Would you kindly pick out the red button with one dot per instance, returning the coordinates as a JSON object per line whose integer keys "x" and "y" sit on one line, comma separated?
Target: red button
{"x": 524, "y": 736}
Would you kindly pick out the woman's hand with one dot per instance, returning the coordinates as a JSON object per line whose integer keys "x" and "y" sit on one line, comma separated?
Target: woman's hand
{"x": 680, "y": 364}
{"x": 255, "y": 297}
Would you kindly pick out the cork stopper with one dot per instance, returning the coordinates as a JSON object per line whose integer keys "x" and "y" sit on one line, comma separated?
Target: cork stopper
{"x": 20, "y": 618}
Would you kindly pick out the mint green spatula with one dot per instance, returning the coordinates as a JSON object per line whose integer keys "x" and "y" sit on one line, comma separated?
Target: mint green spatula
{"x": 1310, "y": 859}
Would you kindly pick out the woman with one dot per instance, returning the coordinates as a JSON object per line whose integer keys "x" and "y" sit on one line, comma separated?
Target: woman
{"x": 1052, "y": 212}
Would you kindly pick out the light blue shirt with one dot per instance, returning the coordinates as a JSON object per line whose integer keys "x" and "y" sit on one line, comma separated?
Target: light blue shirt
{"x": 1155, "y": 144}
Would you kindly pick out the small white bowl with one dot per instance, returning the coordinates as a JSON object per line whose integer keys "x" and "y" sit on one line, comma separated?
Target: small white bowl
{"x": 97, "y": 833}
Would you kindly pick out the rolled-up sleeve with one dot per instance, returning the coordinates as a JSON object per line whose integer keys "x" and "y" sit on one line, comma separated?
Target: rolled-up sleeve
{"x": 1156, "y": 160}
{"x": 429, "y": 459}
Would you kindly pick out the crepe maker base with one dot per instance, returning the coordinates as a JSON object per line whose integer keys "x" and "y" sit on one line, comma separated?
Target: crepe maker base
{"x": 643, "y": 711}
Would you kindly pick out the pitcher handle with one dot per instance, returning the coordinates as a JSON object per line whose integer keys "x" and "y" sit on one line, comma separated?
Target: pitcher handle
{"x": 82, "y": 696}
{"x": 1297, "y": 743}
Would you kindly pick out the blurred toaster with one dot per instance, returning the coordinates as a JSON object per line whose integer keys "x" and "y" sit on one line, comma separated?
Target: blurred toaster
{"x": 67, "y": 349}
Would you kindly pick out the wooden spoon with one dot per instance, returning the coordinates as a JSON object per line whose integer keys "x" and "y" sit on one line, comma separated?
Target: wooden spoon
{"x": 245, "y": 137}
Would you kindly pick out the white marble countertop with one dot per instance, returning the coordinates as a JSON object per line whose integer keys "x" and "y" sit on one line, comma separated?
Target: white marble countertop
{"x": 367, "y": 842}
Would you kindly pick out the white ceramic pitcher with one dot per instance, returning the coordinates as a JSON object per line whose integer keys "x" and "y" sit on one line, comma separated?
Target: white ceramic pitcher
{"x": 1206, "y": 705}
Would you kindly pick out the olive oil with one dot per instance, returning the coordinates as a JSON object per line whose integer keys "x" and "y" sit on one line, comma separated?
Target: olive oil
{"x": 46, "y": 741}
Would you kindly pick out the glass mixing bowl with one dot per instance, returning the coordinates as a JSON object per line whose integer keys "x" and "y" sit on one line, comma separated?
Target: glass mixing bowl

> **Work to be completed**: The output should consist only of the lines from the one with "Would you kindly pick out the olive" through the final line of the records above, exactly.

> **Solution to the problem**:
Would you kindly pick out the olive oil with one dot per instance, returning the coordinates as a JSON object per line whose integer keys "x" and "y" sit on one line, comma separated?
Target: olive oil
{"x": 46, "y": 741}
Would you kindly pick out the glass mixing bowl with one dot per instance, returning the coordinates as a JSON object per line whose integer keys "x" and "y" sit on one line, comma separated?
Target: glass mixing bowl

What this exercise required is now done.